Job =>
Please copy the rows word for word, starting at the first row and stopping after the line that contains "110, 455, 299]]".

Data for this exercise =>
--------

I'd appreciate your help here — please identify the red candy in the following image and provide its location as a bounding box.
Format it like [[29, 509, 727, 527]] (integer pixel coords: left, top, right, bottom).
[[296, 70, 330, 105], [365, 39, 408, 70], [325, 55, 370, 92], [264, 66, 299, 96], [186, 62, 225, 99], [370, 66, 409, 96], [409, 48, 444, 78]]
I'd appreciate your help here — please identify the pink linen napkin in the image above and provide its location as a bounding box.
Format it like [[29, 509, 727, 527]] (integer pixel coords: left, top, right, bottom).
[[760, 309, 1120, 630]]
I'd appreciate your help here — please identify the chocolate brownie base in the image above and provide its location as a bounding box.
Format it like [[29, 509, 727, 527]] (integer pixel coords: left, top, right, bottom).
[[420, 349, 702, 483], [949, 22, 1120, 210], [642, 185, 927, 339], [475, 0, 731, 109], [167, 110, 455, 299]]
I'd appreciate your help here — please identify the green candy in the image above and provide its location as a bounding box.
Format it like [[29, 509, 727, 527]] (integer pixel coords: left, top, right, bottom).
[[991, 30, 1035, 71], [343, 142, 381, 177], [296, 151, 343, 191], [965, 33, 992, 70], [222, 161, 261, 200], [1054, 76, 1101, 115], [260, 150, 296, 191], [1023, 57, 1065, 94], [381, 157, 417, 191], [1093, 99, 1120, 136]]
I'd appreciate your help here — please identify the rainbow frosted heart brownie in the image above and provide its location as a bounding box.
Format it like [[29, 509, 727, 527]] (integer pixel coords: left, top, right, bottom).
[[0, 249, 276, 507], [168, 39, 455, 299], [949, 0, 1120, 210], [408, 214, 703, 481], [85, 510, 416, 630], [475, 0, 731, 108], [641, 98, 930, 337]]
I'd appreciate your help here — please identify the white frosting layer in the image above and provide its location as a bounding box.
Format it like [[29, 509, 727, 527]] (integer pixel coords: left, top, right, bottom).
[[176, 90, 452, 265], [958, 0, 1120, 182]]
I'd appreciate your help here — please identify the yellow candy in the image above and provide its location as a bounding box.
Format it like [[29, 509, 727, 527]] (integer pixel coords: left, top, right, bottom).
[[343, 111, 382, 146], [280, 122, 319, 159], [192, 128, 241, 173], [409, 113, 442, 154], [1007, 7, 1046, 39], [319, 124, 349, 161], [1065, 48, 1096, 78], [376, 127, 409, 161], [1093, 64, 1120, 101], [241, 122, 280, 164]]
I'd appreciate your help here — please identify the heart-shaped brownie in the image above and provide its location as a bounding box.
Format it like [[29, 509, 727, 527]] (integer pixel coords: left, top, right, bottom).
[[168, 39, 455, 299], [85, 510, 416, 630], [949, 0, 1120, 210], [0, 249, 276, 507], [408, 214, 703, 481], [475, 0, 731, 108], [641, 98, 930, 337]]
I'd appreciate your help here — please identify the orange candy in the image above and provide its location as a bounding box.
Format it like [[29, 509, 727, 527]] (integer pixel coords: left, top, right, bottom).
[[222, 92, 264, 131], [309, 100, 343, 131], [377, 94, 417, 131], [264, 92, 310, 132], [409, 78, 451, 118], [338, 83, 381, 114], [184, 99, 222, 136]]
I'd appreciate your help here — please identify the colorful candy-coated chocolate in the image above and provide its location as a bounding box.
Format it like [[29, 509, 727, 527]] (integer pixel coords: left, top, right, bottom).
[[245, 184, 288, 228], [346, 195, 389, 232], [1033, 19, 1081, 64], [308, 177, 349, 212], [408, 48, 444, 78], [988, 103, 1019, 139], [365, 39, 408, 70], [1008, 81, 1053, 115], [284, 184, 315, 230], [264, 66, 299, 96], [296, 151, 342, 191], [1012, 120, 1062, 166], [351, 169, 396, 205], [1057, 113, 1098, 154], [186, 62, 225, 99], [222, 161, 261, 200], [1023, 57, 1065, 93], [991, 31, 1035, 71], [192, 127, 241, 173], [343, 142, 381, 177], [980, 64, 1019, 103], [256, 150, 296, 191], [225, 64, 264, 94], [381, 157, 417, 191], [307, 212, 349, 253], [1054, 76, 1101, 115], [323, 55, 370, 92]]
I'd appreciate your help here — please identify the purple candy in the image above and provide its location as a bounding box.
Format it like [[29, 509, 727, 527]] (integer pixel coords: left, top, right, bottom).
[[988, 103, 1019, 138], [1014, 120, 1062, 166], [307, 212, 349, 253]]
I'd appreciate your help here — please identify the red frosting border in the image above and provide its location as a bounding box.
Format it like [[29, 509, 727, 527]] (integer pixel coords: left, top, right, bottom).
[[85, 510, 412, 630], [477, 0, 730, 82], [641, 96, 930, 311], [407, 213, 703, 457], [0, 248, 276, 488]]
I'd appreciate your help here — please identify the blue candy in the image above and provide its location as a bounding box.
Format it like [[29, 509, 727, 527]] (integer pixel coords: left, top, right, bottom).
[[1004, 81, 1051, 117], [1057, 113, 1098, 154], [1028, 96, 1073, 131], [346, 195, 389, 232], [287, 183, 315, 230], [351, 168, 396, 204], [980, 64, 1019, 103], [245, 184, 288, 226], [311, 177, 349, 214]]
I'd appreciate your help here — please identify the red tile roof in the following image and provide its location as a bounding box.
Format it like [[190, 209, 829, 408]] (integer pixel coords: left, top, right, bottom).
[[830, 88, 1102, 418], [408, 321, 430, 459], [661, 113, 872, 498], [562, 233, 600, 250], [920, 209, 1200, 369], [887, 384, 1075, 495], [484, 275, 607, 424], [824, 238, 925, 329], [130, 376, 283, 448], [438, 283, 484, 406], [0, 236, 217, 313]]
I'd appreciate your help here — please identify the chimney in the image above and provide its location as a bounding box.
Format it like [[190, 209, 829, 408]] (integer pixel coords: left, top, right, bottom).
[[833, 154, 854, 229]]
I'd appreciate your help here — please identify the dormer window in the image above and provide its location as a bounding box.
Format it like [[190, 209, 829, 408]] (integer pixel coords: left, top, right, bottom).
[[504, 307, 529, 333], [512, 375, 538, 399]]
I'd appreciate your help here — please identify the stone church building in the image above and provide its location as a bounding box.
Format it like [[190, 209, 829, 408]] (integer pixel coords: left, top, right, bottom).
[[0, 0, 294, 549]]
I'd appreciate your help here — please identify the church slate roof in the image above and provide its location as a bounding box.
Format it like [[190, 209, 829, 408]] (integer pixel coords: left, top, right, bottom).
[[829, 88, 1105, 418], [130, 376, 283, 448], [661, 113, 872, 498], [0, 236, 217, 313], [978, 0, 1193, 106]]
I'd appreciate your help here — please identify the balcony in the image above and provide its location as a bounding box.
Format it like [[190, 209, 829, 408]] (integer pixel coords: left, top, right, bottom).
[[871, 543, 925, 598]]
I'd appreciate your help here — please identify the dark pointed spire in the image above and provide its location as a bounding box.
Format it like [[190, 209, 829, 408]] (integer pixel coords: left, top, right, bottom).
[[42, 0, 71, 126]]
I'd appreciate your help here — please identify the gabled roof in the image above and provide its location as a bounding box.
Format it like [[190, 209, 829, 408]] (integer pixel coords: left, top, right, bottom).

--------

Written response =>
I'd appreciate your help here — please identify the red candy in the following image and provide its location as a bounding box.
Format it like [[29, 509, 727, 527]] (integer pixel coords: left, top, right, bottom).
[[296, 70, 330, 105], [365, 39, 408, 70], [325, 55, 370, 92], [264, 66, 299, 96], [186, 62, 225, 99], [370, 66, 409, 96], [409, 48, 444, 78]]
I'd appreciate your help here — please identify the pink linen napkin in the image above and provide its location as a bounding box.
Format it like [[29, 509, 727, 527]] (integer pixel coords: left, top, right, bottom).
[[760, 309, 1120, 630]]
I'd appreciate your help here — please identify the chocolate brownie base in the image above and provide its location as a bounding box.
Format it like [[29, 509, 727, 527]] (integer pixel coords: left, top, right, bottom).
[[420, 349, 702, 483], [949, 22, 1120, 210], [642, 185, 927, 339], [475, 0, 731, 109], [167, 110, 455, 299]]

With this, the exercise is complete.